_Problems_.
(a) In the text on the People's National Congress, condense the paragraph beginning "The party was founded in 1993" into a short bulleted list that keeps its main facts.
(b) Reproduce word for word the part of the text on the People's National Congress that opens with the words containing "The People's National" and closes with "of December 2022.".
(c) Carry on writing the text on the People's National Congress, picking up right after its final sentence.

_Text passage_.
::::::::::

- Leader: Joseph Lelang
- President: Garret Kissing
- Secretary: Eddie Mike Jondi
- Founded: May 1993
- Ideology: Populism
- National Parliament: 14 / 118

Website
- pnc4png.com

= People's National Congress (Papua New Guinea) =

The People's National Congress is a political party in Papua New Guinea. Its former leader Bill Skate served as prime minister from 1997 to 1999 and as speaker of Parliament from 2002 to 2004. Skate died in 2006 and the party was led by Peter O'Neill until 2022. PNC originated from the National Capital District where former leader (late Bill Skate) was the Governor of NCD and the Parliamentary Member. The party had 16 members in the 113-seat National Parliament of Papua New Guinea as of December 2022.

==History==

The party was founded in 1993. It merged with the Christian Country Party and a number of smaller parties in April 1998 to form the PNG First Party, but split in June 1999 into a revived People's National Congress and a revived National Party.

::::::::::

_Excerpted data_.
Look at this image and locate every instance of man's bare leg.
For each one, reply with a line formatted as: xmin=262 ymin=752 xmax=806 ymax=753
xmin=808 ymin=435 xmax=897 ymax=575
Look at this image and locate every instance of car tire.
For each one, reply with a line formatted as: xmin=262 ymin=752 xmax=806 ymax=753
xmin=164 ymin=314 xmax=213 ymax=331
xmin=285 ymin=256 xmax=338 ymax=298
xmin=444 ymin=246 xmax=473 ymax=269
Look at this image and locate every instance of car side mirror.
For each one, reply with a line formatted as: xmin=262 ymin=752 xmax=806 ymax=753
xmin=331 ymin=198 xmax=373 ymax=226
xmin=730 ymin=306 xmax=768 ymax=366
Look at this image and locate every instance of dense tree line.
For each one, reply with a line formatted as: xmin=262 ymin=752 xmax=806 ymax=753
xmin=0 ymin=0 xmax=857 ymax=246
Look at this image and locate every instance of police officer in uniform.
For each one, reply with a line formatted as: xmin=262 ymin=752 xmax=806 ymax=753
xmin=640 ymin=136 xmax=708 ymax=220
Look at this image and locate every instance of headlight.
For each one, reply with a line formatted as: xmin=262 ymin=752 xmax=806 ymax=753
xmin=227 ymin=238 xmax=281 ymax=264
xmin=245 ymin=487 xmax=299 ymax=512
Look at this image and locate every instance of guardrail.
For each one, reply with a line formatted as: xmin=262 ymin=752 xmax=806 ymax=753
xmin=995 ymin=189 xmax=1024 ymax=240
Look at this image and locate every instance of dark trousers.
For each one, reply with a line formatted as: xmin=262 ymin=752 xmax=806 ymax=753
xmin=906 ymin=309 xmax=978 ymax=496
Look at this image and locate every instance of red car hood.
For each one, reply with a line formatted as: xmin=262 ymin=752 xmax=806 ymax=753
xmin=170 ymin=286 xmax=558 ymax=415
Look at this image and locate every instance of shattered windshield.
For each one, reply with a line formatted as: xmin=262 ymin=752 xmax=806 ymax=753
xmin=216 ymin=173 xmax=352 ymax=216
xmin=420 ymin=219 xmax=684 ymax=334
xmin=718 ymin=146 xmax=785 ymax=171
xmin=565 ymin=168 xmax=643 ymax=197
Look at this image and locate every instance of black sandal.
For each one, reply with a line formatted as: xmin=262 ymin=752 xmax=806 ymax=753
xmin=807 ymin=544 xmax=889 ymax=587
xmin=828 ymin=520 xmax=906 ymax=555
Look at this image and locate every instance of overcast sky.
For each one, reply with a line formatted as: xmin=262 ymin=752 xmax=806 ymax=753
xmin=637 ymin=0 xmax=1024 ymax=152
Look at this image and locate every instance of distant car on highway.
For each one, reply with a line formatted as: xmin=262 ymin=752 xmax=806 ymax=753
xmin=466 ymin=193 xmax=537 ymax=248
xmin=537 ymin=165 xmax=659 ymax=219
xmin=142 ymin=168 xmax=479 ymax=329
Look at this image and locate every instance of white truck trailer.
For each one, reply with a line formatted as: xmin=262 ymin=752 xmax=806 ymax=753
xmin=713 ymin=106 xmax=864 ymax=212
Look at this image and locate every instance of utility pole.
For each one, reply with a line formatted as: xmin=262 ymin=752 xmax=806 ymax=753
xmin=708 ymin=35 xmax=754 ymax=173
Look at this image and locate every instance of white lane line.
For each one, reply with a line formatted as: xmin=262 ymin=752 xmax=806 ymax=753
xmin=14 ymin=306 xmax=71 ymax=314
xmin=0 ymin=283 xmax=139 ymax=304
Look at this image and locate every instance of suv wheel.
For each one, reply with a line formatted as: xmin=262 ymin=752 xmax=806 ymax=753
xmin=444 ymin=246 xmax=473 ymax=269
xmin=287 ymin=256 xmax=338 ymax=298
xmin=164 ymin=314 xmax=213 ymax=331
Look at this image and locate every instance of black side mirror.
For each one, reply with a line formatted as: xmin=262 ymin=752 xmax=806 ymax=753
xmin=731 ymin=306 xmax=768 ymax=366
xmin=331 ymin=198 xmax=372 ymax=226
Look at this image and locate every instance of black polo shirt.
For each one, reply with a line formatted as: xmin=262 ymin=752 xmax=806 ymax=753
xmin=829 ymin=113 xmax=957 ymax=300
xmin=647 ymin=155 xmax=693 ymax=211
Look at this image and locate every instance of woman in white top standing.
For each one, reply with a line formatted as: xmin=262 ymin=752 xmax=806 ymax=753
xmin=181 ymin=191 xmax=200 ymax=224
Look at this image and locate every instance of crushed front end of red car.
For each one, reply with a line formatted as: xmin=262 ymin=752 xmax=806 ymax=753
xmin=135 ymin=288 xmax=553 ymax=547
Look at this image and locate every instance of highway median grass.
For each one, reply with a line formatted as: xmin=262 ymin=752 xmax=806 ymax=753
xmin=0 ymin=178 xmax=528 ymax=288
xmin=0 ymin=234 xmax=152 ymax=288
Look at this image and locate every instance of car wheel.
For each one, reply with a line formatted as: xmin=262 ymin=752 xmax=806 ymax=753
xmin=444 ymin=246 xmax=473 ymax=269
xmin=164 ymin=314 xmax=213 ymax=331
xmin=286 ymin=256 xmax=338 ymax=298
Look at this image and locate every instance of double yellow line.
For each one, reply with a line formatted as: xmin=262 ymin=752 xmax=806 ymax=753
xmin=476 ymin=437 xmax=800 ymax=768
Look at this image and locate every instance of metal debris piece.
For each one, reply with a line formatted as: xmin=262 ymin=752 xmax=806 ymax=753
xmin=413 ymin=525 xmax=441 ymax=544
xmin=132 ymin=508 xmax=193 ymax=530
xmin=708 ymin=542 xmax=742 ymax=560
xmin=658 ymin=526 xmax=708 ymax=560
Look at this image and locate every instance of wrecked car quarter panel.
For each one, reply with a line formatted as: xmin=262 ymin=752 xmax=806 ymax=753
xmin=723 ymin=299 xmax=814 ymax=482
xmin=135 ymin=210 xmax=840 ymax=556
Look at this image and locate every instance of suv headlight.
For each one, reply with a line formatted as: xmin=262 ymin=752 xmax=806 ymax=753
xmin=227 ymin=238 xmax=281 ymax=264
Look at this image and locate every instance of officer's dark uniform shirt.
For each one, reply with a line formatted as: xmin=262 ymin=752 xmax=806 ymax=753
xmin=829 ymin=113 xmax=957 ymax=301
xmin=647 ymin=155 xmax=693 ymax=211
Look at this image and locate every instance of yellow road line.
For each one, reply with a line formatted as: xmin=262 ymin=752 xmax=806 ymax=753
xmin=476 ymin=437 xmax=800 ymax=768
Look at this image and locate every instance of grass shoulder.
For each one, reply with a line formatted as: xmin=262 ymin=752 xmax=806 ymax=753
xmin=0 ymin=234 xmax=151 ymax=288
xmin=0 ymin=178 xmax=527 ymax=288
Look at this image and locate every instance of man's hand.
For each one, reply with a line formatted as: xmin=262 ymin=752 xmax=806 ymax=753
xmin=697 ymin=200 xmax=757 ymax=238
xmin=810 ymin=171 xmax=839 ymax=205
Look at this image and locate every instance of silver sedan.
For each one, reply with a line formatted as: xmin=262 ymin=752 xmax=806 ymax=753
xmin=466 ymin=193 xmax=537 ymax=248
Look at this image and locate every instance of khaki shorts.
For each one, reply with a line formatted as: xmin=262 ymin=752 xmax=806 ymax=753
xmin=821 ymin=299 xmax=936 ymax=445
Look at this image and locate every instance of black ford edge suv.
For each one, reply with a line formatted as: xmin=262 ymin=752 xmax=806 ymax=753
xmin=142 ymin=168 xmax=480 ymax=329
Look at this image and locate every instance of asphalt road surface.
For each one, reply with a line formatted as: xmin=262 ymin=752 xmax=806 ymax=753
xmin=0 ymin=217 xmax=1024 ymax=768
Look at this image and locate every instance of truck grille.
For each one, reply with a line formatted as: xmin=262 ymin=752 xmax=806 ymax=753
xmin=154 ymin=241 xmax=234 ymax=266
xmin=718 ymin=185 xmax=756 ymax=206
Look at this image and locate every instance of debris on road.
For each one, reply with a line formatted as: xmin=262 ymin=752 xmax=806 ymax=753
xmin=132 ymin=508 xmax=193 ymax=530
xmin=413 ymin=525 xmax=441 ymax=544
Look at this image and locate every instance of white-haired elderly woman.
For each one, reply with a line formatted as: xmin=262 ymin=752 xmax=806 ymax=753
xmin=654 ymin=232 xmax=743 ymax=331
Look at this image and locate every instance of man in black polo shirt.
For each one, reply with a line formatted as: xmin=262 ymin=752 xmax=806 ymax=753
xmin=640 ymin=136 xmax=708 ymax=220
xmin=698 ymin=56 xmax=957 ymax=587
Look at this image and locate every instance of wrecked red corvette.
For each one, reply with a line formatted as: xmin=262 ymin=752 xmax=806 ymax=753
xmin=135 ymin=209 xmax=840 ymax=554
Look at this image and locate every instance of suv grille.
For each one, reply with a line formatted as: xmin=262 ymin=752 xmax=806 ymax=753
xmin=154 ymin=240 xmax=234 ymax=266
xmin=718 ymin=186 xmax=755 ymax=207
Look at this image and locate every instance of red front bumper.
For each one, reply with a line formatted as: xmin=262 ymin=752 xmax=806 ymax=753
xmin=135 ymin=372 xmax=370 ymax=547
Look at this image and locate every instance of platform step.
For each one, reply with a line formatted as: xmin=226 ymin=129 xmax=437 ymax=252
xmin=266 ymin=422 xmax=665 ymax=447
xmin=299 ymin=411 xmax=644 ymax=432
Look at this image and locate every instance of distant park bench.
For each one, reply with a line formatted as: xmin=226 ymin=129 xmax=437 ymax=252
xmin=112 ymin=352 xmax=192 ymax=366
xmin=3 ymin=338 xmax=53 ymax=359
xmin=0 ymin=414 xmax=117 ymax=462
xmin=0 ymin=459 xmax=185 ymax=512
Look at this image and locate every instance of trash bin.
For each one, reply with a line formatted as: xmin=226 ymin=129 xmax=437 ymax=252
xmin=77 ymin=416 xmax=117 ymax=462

::::::::::

_Task results_.
(a)
- Founded in 1993
- April 1998: merged with the Christian Country Party and several smaller parties to form the PNG First Party
- June 1999: split into a revived People's National Congress and a revived National Party

(b)
The People's National Congress is a political party in Papua New Guinea. Its former leader Bill Skate served as prime minister from 1997 to 1999 and as speaker of Parliament from 2002 to 2004. Skate died in 2006 and the party was led by Peter O'Neill until 2022. PNC originated from the National Capital District where former leader (late Bill Skate) was the Governor of NCD and the Parliamentary Member. The party had 16 members in the 113-seat National Parliament of Papua New Guinea as of December 2022.

(c)
At the National General elections of 2002, the party won 2 of 109 seats. At the 2007 election, the party won 4 seats. It became a member of the coalition government led by Michael Somare's National Alliance, and received two cabinet positions.

Following that on August 2, 2011, nine years after holding the position of prime minister, the National Alliance coalition government led by Michael Somare was superseded by the PNC Party led Peter O'Neill coalition alongside PNG Party Leader Belden Namah, and Parliament Speaker Jeffery Nape, who was responsible for determining that the office of the Prime Minister was vacant in the Papua New Guinean Constitutional Crisis.

Peter O'Neill was thereafter elected prime minister, resulting in a political impasse between the O'Neill-Namah led coalition majority and the Somare led-minority. The nation underwent a number of difficulties and court action was brought forward against the two political groups. The police force and defence force were divided, and there was the possibility of a possible military coup and mutiny, followed by a police mutiny and public demonstrations funded by the various interest parties.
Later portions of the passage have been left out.